INSTRUCTION | Update the listing below by changing "Follow this form exactly" to "Use this format exactly" wherever it occurs, keeping everything else identical. Omit the pictures from your output.

── DATA FOR THIS EXERCISE ──

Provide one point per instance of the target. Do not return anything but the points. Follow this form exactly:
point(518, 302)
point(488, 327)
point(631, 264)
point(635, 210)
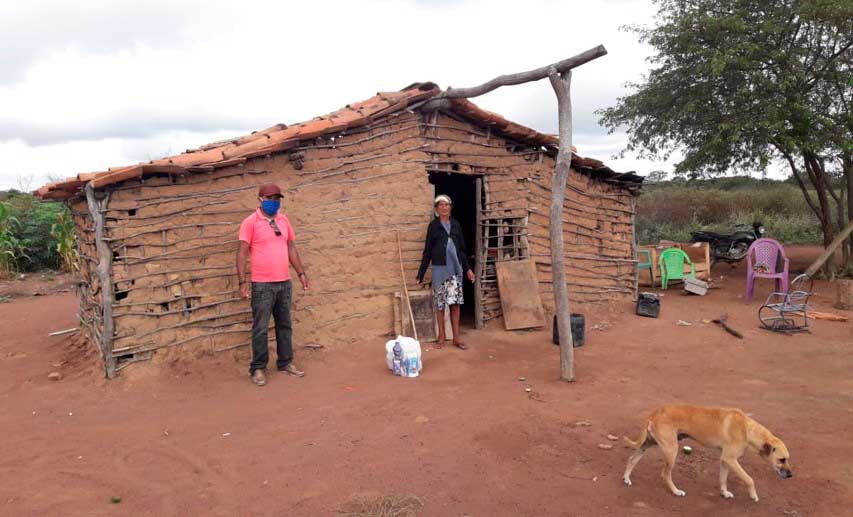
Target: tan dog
point(729, 430)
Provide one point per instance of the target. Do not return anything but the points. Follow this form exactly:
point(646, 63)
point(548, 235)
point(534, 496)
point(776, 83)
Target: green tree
point(738, 84)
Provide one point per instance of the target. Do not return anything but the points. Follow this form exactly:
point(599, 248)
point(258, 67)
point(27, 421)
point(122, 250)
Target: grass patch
point(382, 506)
point(674, 209)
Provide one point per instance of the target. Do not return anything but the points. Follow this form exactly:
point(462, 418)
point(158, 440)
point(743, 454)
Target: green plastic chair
point(646, 263)
point(672, 266)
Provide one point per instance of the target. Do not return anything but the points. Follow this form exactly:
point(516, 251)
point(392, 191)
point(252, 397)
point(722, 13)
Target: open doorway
point(462, 189)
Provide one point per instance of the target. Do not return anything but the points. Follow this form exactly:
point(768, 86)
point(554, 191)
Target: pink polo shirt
point(270, 260)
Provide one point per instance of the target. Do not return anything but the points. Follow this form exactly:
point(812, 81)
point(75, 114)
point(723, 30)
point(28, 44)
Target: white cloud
point(118, 81)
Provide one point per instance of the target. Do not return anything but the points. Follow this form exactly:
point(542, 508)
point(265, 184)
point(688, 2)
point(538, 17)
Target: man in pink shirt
point(268, 239)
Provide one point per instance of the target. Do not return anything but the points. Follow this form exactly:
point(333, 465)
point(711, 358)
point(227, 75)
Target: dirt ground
point(465, 438)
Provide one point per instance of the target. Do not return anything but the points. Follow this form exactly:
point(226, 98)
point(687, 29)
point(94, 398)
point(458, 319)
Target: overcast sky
point(91, 85)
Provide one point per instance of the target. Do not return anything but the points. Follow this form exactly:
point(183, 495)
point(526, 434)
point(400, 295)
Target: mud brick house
point(157, 240)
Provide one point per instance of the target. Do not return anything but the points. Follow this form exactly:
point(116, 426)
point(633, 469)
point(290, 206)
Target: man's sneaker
point(290, 369)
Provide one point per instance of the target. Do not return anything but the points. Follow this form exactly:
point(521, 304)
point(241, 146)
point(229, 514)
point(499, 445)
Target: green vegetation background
point(673, 209)
point(34, 235)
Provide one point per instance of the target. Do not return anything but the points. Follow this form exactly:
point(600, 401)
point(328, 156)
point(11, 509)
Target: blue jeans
point(271, 298)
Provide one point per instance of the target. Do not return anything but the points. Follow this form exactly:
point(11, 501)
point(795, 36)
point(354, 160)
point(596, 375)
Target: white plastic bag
point(411, 355)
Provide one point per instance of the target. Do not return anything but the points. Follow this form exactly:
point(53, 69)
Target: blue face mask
point(270, 206)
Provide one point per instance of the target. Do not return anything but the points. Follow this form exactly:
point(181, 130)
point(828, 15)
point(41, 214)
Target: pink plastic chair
point(763, 261)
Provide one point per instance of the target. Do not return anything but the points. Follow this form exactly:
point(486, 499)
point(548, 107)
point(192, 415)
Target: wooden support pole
point(830, 250)
point(561, 82)
point(479, 266)
point(104, 270)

───

TASK OUTPUT |
Provide one point per instance of the target. Do not return anything but the points. Use this format exactly:
point(518, 302)
point(488, 327)
point(631, 264)
point(635, 210)
Target: tan dog
point(729, 430)
Provide one point per instance of the target. Do not return anything but the points. Use this format exactly:
point(646, 63)
point(548, 235)
point(534, 496)
point(776, 83)
Target: green tree
point(738, 84)
Provide one point per instance of the target. Do not return anything but the points. Use this format exactly:
point(599, 248)
point(258, 67)
point(27, 421)
point(122, 250)
Target: grass patch
point(382, 506)
point(674, 209)
Provide one point per instance of the target. Do not return anything but the points. Use this format exactly:
point(462, 418)
point(158, 440)
point(743, 454)
Target: green plastic chair
point(646, 263)
point(672, 266)
Provide one point per instance of the target. Do not return anything but the points. Use this format exactly:
point(516, 251)
point(392, 191)
point(252, 397)
point(722, 13)
Target: open doorway
point(462, 189)
Provide one point per instance of the target. Do not return anything but the points. Use this format exactly:
point(768, 86)
point(554, 191)
Target: pink polo shirt
point(270, 260)
Provide one point per instance of the target. Do not return anything but the points. Use this format exactly:
point(812, 81)
point(75, 114)
point(723, 30)
point(28, 44)
Target: white cloud
point(118, 81)
Provide one point per instance of the target. Do not return anything but the points. Use this format exactly:
point(542, 508)
point(265, 184)
point(688, 2)
point(538, 17)
Target: man in pink shirt
point(268, 239)
Provide one point per instance of the target. Do not return anything but the points. Use this format exactly:
point(333, 465)
point(711, 358)
point(227, 75)
Target: dirt ground
point(465, 438)
Provide one point per instance of the target. Do not return anything but the points. Use this format exactly:
point(226, 98)
point(687, 29)
point(94, 398)
point(458, 319)
Target: overcast sky
point(91, 85)
Provide one point per instance of the target. Do not return anything but the points. Use this format exactly:
point(183, 495)
point(526, 434)
point(400, 295)
Target: mud brick house
point(157, 240)
Provide one point per instance of the target. Do not return anything but the points. Use this format exactly:
point(116, 426)
point(633, 469)
point(290, 206)
Target: man's sneaker
point(290, 369)
Provide one point per instance of the target. Do not return anything but the points. Use this format exactly:
point(521, 304)
point(241, 146)
point(229, 514)
point(499, 445)
Target: green vegetation background
point(673, 209)
point(34, 235)
Provide one point per instance of the target. Do not return anything but the points. Use this format exactly:
point(600, 401)
point(328, 156)
point(11, 509)
Target: blue jeans
point(271, 298)
Provide one point per instance of the target. Do not return anything but the points. Use this format exactly:
point(11, 501)
point(795, 36)
point(354, 160)
point(596, 375)
Target: white plastic bag
point(411, 355)
Provide one point per instance of the target. Do not return anything but the points. Use this format exactly:
point(53, 69)
Target: blue face mask
point(270, 206)
Provide one point per instance of the target. Do not return anything but the points. Use this format exactly:
point(181, 130)
point(828, 15)
point(41, 214)
Target: pink plastic chair
point(763, 261)
Provide one point per instance of the target. Do not return anything but the points. Use this format exactly:
point(486, 499)
point(548, 107)
point(192, 415)
Target: wooden support pole
point(830, 250)
point(561, 82)
point(479, 266)
point(104, 270)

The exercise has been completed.